## Excerpted text

========

Een dergelijke omvorming van een code naar een specifieke tekstweergave is huis- tuin-
en keuken-informatica, dit i.t.t. de patroonherkenning- en beeldbewerkingsmethoden
van Monk.

De twee disciplines kijken op een verschillende manier naar dit materiaal:
voor ons zijn de pixels, de krulletjes en de witte ruimtes van belang.
Voor jullie is het meestal van belang om naar de inhoud te gaan, onvolkomenheden
weg te werken en zorgvuldig de diacritica uit te zoeken.
Naarmate er meer bekend is over een collectie groeit de systematiek in beide werelden
wat naar elkaar toe, hebben gemerkt in de samenwerking met archieven en transcribenten.

Vriendelijke groeten,
Lambert Schomaker

Subject: labeling

Dear Lambert,

The MONK-system is becoming more clear to me. It looks nice but I
still have a number of questions.
Do I understand it right that the abbreviated words in the labeling
are prefixed with a '@'? For example, if oviu is written
but ovium was intended by the writer, then what should I
do. We have a system for such contractions in the humanities.
For instance, 'Gijsbt' will be transcribed as 'Gijsb(er)t',
as in TEI.

Best regards,

annotator

Dear annotator,

In Monk, we use the principle that is labeled what can be seen, not what is intended, for normal words. However, in the case of contractions, abbreviations, unique glyphs, etc. we will use the @SPECIAL codes. As an example, if voirs is written but voirscreven is intended, the Monk standard will be to enter the label @[intended]_[visible], i.e., @voirscreven_voirs.

========

## Rows
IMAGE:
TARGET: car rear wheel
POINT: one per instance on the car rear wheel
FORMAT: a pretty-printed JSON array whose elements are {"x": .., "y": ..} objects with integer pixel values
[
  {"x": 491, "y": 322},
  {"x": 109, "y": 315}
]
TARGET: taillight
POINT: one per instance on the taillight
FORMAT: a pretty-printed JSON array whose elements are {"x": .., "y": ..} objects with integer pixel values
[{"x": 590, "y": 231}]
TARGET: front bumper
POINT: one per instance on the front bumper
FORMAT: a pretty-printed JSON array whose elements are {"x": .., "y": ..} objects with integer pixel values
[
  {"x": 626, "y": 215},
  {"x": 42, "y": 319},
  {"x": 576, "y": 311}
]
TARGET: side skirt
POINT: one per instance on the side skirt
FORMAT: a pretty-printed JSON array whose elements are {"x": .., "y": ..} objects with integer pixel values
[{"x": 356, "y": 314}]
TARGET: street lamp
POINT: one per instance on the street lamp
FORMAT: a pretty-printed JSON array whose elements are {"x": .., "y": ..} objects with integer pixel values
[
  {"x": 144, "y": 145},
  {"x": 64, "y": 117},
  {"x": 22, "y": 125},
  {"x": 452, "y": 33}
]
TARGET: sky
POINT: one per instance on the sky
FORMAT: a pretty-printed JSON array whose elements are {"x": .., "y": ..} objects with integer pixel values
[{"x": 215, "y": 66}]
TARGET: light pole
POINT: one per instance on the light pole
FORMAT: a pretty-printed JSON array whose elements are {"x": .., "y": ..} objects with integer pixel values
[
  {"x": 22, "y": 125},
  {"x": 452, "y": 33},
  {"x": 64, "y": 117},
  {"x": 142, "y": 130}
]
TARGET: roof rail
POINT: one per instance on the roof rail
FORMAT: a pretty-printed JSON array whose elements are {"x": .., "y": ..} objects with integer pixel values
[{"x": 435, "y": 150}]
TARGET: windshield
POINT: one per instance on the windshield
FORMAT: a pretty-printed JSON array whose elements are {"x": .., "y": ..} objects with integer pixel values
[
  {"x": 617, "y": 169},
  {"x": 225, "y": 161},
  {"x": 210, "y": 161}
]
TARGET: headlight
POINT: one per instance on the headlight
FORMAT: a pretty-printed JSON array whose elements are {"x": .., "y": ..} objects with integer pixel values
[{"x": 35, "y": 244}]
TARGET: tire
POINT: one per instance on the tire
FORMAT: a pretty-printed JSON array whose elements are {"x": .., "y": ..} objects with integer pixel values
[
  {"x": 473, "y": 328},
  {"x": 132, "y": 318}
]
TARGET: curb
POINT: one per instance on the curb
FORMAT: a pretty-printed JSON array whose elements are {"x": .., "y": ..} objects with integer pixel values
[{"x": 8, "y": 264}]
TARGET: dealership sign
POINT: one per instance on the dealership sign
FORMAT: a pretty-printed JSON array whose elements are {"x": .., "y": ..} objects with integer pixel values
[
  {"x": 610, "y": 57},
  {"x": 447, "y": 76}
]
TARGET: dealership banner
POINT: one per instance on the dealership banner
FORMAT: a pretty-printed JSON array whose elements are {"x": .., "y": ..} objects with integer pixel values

========

## Given instruction 1
Which abbreviated word forms, as actually written, does the Monk labeling correspondence use as examples? List them all.
## Given instruction 2
In the Monk labeling correspondence, what principle does Monk follow when labeling normal words?
## Given instruction 3
Continue the Monk labeling correspondence from where it stops.

## Task result 1
- oviu
- Gijsbt
- voirs

## Task result 2
It labels what can be seen, not what is intended.

## Task result 3
It is important that similar patterns get a unique label, such that Monk can compute a model for them, in order to find similar patterns. The label is the 'bridge' to the shape. Rendering the text in some appropriate or correct way is then easy for computers and can be done at a later stage.

For technical reasons we have chosen for the Monk system of encoding @SPECIALs. Notably, Monk uses ASCII characters for the unique encoding, internally. Remember, even a word label such as queen is nothing more than a shape identifier, for the word pattern as a whole. If all users agreed on this, within a collection, they could together have decided to use for example the code FG4738JD, systematically. In that case Monk will also be able to put the corresponding images into a single model for FG4738JD, a code which you and I know to represent 'queen'. Please note that historical manuscripts may contain many visual elements (such as a 'solvit' glyph in acts) that cannot be represented by UTF of Unicode, at all! For Monk, a systematic labeling policy is more important than the use of diacritics. The latter will still be coded differently on many computers today. Furthermore, even if UTF is implemented, it is uncertain whether an end user will actually see the corresponding character in the respective font which may not be present in their operating system. For Monk, ASCII is a much more reliable representation. Again: With unique codes for words and characters, their rendering in a particular font or image at some later stage is not very difficult for an application programmer.

Subject: I have labeled a word and at first it caught nice siblings in
the Sordex hit list but now no more new word instances are found. Why?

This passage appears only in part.